**Passage shown**

──────────

Interest Income
Interest income remained consistent for the three months ended June 30, 2024 and 2023. Interest income was $2.2 million and $1.8 million for the six months ended June 30, 2024 and 2023, respectively. The increase in interest income was due to a larger amount of assets invested in 2024 when compared to 2023.
Interest Expense
Interest expense remained consistent for the three months ended June 30, 2024 and 2023. Interest expense was $1.8 million and $0.9 million for the six months ended June 30, 2024 and 2023, respectively. The increase in interest expense was due to the issuance of the 2029 Convertible Notes on March 29, 2023.
Liquidity and Capital Resources
Sources of Liquidity
We have incurred operating losses and experienced negative operating cash flows since our inception, and we anticipate continuing to incur losses for at least the next several years. As of June 30, 2024, we had cash, cash equivalents and short-term investments of $83.3 million and an accumulated deficit of $345.7 million.

──────────

**Material shown**
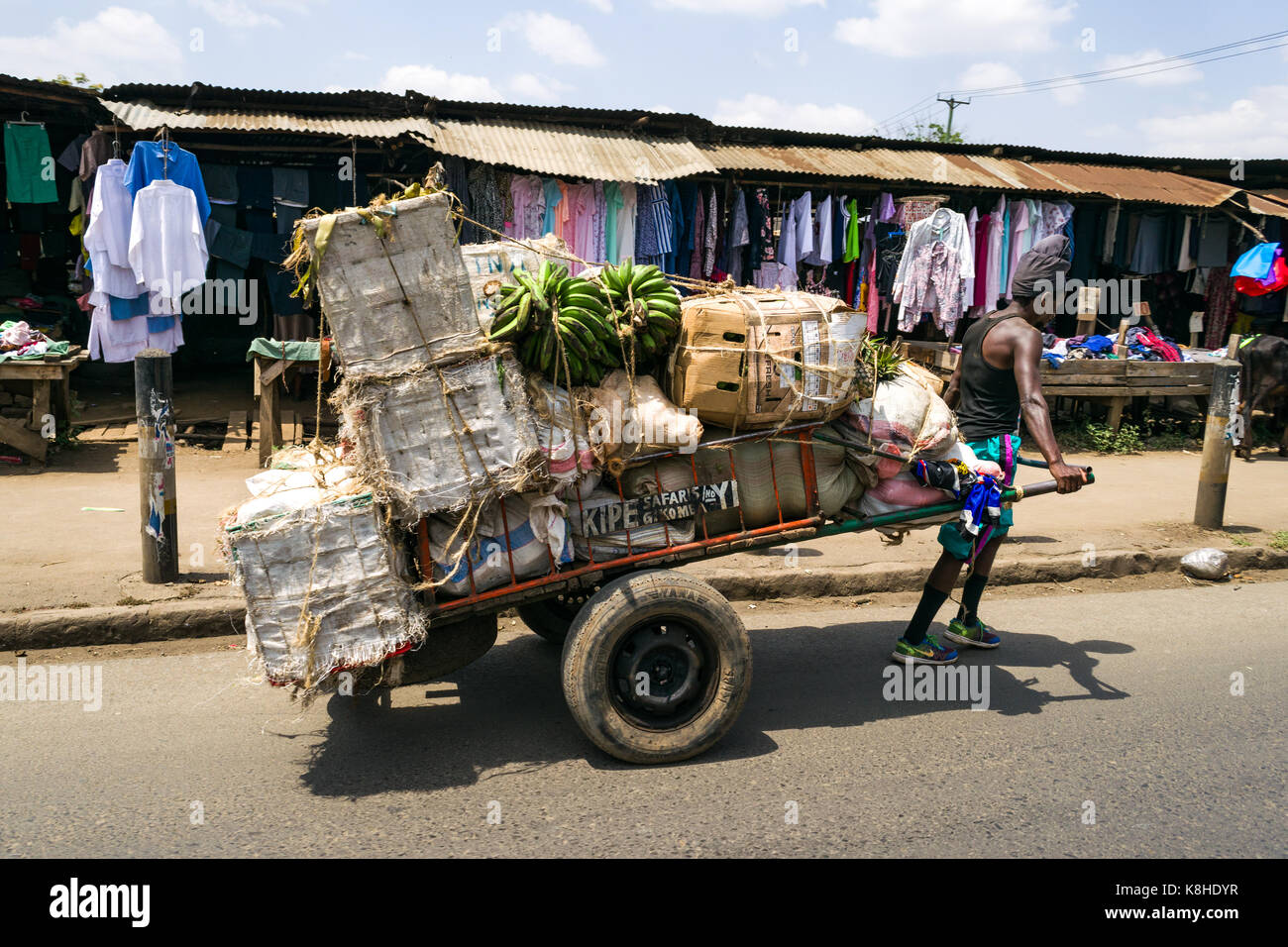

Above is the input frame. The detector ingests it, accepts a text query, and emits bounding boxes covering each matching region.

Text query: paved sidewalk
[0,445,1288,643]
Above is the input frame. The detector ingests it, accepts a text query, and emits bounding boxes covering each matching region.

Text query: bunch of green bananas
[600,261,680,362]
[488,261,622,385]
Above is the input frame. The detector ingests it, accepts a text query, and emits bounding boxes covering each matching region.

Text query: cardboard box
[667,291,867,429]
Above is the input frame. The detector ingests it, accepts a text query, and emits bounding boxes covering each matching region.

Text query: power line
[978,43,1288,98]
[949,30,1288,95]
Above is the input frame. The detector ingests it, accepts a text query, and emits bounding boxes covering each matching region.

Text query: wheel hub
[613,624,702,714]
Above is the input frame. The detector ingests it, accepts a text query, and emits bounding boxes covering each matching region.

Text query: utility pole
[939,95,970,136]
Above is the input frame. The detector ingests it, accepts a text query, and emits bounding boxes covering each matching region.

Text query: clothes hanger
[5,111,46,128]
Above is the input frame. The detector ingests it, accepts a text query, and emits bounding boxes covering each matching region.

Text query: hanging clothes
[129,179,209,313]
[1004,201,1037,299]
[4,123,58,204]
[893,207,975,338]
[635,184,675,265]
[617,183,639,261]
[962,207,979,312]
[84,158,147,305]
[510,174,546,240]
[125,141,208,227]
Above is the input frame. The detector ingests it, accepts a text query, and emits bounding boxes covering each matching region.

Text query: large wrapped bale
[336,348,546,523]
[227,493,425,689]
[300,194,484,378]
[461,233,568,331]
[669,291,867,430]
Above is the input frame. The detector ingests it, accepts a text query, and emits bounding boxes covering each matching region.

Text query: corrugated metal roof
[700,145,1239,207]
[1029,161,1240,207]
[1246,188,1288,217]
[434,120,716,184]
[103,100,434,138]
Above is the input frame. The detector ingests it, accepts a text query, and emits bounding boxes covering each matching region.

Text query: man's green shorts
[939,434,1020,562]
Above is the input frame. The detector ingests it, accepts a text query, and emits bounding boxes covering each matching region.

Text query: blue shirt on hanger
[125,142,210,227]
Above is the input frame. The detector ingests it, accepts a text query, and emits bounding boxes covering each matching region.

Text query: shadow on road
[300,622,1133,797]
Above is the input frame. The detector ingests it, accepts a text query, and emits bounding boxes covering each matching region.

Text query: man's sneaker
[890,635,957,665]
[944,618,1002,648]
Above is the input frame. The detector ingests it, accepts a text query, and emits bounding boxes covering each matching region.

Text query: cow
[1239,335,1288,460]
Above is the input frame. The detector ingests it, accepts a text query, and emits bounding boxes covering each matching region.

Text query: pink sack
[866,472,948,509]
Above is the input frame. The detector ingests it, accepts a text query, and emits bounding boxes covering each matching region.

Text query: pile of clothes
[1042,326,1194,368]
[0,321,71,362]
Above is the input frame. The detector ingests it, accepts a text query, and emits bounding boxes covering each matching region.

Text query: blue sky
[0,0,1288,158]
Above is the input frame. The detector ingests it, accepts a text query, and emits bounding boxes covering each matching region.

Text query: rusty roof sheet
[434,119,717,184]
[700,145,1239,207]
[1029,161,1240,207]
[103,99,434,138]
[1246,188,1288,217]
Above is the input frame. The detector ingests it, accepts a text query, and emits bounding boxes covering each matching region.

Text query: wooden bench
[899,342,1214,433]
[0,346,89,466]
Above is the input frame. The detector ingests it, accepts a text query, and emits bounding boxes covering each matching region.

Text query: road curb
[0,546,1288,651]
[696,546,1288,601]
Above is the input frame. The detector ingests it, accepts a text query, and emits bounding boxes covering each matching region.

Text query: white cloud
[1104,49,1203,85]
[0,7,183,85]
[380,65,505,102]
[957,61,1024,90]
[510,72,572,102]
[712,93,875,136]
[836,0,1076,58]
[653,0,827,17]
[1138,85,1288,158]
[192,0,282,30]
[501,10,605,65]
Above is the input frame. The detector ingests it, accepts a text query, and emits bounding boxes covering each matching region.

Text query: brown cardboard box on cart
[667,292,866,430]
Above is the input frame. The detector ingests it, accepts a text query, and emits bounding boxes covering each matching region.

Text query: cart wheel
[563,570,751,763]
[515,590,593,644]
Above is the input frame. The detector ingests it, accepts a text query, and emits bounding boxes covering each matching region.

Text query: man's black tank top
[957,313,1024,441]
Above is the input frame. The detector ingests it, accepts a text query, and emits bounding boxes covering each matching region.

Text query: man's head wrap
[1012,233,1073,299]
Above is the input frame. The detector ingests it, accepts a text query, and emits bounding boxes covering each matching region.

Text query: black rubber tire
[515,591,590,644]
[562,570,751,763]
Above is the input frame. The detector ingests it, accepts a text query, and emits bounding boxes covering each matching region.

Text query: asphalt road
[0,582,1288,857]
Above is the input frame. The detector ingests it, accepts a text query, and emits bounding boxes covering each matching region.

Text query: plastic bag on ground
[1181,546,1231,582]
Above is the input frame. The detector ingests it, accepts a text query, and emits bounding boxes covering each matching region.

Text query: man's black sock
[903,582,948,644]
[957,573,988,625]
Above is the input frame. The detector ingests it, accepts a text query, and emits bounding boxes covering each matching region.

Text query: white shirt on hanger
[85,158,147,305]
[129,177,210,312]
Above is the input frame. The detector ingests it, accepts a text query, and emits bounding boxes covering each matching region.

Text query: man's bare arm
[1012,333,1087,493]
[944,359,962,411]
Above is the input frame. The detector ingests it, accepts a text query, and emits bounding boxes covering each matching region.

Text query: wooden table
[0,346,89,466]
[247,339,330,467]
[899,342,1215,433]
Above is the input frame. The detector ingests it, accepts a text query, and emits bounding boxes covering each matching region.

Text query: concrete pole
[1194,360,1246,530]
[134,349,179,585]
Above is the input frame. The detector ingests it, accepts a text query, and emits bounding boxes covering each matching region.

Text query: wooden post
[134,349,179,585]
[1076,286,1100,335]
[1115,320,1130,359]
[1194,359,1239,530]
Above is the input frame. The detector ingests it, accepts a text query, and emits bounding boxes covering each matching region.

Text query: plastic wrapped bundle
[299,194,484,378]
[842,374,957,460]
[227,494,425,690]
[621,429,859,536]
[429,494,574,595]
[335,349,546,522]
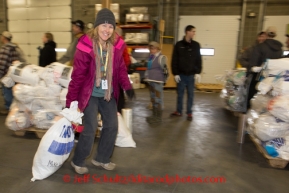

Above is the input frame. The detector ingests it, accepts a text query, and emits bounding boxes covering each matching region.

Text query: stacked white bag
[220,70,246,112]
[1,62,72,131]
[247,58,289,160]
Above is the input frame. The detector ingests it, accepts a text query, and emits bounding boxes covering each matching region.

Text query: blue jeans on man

──────────

**Task instructions**
Transcribe the above passage on interest income, interest expense and liquidity in full, reproducing every word, figure and heading precisely.

**Exercise result**
Interest Income
Interest income remained consistent for the three months ended June 30, 2024 and 2023. Interest income was $2.2 million and $1.8 million for the six months ended June 30, 2024 and 2023, respectively. The increase in interest income was due to a larger amount of assets invested in 2024 when compared to 2023.
Interest Expense
Interest expense remained consistent for the three months ended June 30, 2024 and 2023. Interest expense was $1.8 million and $0.9 million for the six months ended June 30, 2024 and 2023, respectively. The increase in interest expense was due to the issuance of the 2029 Convertible Notes on March 29, 2023.
Liquidity and Capital Resources
Sources of Liquidity
We have incurred operating losses and experienced negative operating cash flows since our inception, and we anticipate continuing to incur losses for at least the next several years. As of June 30, 2024, we had cash, cash equivalents and short-term investments of $83.3 million and an accumulated deficit of $345.7 million.